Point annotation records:
==============================

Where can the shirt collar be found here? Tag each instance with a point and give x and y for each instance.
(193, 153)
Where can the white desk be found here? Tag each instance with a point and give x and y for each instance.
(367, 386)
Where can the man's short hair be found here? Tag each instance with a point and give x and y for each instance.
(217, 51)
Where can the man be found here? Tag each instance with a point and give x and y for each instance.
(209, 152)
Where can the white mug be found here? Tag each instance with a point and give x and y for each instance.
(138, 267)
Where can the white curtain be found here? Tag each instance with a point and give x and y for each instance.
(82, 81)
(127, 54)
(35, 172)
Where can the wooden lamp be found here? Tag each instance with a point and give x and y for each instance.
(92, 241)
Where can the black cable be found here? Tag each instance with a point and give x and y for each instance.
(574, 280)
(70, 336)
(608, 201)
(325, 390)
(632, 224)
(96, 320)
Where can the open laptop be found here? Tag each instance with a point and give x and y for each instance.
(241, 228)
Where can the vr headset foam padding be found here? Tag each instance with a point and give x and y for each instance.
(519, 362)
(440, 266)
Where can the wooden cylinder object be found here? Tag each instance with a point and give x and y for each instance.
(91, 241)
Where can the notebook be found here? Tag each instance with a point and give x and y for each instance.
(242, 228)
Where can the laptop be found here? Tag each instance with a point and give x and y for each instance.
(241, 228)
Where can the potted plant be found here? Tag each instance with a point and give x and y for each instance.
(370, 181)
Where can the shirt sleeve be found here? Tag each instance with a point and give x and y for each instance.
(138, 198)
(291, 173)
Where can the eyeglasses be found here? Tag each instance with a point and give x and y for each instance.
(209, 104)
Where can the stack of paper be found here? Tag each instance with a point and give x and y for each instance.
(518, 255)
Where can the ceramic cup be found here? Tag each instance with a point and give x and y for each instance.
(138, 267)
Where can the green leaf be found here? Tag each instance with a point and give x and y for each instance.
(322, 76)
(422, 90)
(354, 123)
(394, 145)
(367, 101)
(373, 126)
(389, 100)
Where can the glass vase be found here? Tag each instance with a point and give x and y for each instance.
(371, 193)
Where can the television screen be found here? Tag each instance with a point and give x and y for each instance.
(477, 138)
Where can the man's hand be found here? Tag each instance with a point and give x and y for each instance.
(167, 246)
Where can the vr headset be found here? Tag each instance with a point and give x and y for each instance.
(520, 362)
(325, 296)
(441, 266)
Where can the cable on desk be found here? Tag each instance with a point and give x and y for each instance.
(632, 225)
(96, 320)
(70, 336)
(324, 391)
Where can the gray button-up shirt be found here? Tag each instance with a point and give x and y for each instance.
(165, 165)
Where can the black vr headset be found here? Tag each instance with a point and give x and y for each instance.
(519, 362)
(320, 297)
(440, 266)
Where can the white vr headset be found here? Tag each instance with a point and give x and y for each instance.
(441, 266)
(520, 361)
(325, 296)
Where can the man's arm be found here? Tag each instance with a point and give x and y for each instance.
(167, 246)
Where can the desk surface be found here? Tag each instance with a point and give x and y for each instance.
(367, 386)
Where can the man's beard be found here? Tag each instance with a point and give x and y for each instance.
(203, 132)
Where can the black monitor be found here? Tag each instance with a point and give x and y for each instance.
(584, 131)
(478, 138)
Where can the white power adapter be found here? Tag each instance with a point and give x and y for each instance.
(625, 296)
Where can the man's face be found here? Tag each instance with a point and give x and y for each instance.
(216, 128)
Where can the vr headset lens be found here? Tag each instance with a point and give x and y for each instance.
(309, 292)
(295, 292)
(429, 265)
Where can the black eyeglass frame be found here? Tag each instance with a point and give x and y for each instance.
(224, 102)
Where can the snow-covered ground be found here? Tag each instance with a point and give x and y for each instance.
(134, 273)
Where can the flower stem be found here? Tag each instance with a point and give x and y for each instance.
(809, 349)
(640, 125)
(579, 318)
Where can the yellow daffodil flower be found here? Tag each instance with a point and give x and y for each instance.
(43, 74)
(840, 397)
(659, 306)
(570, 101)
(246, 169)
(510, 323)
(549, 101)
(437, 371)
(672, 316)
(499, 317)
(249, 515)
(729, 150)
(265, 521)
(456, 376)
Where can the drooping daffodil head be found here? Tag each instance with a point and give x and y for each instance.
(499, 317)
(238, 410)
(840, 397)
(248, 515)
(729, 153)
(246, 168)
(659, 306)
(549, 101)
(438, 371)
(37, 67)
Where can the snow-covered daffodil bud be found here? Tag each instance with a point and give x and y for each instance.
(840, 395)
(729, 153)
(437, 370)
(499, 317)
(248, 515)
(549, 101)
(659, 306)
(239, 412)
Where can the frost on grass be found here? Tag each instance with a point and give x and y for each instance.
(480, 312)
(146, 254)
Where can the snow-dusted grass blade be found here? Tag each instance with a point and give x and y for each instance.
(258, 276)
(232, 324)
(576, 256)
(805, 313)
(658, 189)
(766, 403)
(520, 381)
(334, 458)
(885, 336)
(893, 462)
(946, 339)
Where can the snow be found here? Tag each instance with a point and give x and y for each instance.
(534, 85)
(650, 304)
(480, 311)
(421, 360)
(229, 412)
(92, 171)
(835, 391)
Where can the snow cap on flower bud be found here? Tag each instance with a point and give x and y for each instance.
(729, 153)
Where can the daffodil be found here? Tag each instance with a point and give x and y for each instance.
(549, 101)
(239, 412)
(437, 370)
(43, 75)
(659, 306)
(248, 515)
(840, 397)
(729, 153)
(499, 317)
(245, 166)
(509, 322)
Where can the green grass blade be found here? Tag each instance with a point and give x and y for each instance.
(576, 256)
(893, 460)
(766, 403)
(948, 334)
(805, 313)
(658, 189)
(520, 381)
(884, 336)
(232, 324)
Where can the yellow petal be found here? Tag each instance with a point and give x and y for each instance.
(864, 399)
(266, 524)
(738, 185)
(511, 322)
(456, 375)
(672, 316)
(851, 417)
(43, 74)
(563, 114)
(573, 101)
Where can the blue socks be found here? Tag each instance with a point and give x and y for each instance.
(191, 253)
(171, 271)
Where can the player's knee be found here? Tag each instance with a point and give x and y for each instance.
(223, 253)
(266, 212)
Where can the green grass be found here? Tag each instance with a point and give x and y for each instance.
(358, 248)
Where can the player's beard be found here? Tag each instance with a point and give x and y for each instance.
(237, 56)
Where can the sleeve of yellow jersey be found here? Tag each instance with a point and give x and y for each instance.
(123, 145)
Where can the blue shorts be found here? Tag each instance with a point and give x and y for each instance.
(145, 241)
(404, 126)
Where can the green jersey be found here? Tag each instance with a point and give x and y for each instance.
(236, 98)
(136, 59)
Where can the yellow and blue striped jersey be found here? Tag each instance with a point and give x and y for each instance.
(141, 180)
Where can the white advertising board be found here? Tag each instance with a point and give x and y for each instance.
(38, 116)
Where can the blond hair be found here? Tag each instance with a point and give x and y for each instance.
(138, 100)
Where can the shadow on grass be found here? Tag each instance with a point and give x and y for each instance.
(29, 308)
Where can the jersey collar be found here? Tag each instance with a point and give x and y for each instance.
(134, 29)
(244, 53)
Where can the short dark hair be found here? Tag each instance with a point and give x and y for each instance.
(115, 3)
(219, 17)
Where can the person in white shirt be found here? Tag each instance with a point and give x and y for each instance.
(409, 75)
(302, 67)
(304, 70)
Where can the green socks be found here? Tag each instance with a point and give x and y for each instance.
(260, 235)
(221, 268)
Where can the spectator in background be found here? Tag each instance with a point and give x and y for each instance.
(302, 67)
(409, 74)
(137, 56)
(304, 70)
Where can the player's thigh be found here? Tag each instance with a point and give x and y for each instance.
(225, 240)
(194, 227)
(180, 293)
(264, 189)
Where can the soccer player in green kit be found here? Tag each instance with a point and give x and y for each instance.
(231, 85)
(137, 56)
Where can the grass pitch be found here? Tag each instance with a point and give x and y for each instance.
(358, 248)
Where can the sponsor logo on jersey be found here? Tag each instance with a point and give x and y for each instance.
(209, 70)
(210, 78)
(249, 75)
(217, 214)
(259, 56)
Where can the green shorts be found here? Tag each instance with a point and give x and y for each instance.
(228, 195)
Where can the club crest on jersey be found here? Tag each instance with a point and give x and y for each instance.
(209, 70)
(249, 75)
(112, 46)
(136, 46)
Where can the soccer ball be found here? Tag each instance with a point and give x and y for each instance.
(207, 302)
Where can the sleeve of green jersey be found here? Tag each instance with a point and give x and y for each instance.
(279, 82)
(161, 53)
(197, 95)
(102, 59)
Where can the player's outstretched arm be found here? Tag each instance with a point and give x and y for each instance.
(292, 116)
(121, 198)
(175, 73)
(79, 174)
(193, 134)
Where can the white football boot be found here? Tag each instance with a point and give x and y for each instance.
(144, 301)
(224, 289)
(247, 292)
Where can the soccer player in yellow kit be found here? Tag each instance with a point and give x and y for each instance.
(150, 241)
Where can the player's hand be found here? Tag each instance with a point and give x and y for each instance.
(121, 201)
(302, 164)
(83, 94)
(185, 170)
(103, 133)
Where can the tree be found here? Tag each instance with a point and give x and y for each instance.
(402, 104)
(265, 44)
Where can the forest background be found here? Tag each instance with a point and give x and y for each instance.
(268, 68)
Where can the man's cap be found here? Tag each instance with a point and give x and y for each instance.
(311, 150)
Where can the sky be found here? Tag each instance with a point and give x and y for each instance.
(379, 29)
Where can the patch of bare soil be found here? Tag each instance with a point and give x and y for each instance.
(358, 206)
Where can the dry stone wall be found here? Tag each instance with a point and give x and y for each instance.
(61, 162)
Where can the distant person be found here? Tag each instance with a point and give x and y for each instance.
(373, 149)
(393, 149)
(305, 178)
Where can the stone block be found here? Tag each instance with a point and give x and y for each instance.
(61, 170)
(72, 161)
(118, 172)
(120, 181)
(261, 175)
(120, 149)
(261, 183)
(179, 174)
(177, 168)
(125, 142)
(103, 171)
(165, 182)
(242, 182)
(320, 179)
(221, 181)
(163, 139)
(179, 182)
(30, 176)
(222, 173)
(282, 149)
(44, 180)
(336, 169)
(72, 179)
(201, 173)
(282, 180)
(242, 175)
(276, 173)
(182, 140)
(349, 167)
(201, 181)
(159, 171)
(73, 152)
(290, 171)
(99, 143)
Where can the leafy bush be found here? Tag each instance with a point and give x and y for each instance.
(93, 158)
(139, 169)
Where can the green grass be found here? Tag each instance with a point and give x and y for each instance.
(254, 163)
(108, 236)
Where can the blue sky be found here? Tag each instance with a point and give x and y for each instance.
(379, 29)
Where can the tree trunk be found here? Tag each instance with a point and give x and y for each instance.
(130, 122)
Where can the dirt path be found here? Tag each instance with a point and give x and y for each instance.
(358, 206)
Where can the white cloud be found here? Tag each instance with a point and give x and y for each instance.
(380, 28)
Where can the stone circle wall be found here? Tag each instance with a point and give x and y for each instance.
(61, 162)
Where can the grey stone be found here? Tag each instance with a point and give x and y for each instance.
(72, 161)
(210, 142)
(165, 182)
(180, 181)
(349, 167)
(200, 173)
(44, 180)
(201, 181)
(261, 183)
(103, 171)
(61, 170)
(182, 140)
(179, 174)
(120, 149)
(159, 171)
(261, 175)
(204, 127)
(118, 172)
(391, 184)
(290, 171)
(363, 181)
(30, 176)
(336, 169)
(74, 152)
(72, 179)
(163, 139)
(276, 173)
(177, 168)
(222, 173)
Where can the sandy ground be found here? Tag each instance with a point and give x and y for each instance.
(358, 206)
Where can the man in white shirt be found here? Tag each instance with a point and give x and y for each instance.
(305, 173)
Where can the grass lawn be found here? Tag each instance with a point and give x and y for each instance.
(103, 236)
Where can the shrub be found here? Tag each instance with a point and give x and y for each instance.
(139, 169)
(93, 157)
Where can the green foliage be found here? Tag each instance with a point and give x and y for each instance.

==============================

* WHAT THIS TASK INVOLVES: Copy the lines of the material above verbatim, starting at the line that contains "Where can the grey" and ending with the last line of the material, both included.

* RESPONSE TO THIS TASK:
Where can the grey stone be found here? Tag each instance with a point and give x and y for each instance.
(72, 161)
(210, 142)
(165, 182)
(180, 181)
(349, 167)
(200, 173)
(44, 180)
(201, 181)
(261, 183)
(103, 171)
(61, 170)
(182, 140)
(179, 174)
(120, 149)
(159, 171)
(261, 175)
(204, 127)
(118, 172)
(391, 184)
(290, 171)
(363, 181)
(30, 176)
(336, 169)
(74, 152)
(72, 179)
(163, 139)
(276, 173)
(177, 168)
(222, 173)
Where can the sandy ground be found here? Tag each instance with a point and give x and y for each instance.
(358, 206)
Where can the man in white shirt be found here? Tag each instance with a point and give x and y for each instance.
(305, 173)
Where can the grass lawn be found here? Tag each instance with a point and give x and y for each instance.
(103, 236)
Where can the shrub be found here? Tag each instance with a point and give x and y for each instance.
(139, 169)
(93, 157)
Where can the green foliage be found here? Tag each instance with a point and give x and y for each instance.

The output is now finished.